→ **Source information**

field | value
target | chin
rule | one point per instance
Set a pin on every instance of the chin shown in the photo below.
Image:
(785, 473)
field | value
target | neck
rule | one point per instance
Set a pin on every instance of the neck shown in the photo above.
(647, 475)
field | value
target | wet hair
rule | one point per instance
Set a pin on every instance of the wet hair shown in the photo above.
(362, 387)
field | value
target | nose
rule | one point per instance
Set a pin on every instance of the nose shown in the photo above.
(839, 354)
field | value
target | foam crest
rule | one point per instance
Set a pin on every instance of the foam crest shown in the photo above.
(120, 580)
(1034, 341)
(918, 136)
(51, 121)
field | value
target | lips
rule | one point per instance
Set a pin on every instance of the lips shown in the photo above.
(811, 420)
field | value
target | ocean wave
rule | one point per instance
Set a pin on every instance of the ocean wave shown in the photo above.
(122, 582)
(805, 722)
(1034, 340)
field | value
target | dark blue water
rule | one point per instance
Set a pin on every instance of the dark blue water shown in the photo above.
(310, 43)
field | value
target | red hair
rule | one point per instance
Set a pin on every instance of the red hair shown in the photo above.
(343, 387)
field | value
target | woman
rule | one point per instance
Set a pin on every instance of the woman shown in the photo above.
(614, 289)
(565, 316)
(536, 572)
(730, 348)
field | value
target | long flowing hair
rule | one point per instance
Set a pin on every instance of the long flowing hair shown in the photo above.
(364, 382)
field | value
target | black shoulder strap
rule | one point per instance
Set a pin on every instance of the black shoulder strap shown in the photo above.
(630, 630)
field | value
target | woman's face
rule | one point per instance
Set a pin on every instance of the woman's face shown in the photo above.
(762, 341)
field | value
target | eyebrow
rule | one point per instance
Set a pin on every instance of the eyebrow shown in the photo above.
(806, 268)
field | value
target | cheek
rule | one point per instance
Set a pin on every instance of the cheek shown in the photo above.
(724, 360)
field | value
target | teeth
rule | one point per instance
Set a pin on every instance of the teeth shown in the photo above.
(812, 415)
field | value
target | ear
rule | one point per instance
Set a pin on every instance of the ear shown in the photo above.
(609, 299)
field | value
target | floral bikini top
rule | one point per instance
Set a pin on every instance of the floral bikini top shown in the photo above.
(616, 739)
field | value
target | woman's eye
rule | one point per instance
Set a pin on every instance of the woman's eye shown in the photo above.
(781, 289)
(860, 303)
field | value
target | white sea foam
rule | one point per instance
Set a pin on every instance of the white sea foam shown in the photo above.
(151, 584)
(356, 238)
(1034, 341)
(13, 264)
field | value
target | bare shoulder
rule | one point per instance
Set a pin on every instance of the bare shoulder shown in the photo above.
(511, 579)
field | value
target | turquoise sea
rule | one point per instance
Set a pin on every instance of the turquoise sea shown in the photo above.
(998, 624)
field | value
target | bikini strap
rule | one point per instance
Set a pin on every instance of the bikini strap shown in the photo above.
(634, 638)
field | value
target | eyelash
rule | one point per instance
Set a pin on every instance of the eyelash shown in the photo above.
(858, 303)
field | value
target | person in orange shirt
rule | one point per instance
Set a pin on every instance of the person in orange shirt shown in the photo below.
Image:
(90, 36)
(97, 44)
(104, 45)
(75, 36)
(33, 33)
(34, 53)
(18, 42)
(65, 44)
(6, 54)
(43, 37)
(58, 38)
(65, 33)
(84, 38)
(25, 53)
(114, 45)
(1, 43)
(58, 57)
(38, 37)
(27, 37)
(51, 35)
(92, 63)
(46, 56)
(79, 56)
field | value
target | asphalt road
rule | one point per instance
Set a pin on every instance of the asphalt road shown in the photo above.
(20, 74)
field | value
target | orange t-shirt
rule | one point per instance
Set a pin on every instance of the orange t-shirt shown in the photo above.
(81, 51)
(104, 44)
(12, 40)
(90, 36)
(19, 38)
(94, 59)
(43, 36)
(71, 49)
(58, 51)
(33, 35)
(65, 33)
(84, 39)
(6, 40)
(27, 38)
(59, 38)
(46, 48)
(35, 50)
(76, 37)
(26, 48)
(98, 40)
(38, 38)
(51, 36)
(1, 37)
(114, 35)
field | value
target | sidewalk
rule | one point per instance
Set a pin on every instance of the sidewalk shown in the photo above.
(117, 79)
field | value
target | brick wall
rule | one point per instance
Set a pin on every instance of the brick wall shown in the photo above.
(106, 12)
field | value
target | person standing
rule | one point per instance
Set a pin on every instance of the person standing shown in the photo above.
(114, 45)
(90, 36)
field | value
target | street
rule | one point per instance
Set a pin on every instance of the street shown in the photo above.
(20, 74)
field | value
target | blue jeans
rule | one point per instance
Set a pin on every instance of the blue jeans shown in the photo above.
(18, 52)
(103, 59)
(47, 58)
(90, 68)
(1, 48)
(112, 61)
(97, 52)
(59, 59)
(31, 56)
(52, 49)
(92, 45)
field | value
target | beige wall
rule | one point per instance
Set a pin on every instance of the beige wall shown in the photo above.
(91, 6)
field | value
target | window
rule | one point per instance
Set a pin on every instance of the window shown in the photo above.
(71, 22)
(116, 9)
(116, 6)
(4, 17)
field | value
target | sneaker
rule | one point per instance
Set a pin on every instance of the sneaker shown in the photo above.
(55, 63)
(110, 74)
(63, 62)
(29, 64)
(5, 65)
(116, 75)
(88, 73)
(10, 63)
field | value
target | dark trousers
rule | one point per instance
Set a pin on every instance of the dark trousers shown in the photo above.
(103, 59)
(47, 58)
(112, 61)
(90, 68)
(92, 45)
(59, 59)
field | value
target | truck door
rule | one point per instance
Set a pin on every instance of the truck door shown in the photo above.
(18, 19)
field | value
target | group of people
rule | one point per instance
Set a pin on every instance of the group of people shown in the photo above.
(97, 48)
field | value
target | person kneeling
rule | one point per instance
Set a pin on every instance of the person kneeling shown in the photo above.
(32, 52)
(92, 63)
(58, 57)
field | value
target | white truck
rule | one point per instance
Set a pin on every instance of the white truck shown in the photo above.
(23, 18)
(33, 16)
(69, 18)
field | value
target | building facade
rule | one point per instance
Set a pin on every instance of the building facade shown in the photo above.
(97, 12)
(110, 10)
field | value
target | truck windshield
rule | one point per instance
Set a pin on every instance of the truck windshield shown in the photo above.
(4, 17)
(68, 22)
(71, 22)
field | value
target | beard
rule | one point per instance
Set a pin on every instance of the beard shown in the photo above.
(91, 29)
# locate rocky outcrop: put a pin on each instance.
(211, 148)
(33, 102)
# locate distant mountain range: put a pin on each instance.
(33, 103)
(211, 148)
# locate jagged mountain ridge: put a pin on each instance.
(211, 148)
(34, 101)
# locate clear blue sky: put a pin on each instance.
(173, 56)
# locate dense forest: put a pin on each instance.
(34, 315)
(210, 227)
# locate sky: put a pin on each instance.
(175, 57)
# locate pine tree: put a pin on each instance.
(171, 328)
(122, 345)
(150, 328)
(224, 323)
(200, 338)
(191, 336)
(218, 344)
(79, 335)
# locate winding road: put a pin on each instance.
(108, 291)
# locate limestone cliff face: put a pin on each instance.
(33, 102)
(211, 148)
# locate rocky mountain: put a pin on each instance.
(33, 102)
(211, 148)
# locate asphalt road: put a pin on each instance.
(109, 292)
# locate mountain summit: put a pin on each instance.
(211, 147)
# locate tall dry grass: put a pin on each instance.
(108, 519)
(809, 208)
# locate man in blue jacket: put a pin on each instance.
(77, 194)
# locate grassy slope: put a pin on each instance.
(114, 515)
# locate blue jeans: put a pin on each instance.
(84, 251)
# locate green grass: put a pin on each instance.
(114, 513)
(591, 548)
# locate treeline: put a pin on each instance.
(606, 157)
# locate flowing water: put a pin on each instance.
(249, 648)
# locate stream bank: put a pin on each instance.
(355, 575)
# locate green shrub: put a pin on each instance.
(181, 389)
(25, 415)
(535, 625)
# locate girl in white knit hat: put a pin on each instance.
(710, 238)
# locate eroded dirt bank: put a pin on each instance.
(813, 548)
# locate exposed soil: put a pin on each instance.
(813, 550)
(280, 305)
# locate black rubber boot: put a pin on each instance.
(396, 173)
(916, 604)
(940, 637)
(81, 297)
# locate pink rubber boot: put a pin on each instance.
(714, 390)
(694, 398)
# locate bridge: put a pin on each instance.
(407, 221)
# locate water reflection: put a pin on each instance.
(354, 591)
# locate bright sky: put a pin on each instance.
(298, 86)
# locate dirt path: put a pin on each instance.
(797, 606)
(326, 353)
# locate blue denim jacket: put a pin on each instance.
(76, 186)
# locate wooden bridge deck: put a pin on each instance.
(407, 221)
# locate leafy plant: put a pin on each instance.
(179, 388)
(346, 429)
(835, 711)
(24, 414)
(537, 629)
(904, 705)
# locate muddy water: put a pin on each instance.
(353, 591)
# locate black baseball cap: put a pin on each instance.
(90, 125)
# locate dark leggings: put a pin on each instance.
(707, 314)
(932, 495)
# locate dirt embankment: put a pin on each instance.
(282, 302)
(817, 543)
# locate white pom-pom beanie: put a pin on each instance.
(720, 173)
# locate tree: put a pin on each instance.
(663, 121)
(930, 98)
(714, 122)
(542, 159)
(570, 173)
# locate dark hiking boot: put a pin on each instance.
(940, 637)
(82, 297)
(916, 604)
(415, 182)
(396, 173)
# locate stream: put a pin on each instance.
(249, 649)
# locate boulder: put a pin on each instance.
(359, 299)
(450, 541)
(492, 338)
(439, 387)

→ **Brief**
Each line above that contains "chin" must be copied out.

→ **Answer space**
target | chin
Set a pin on every instance of the chin shown in the photo below.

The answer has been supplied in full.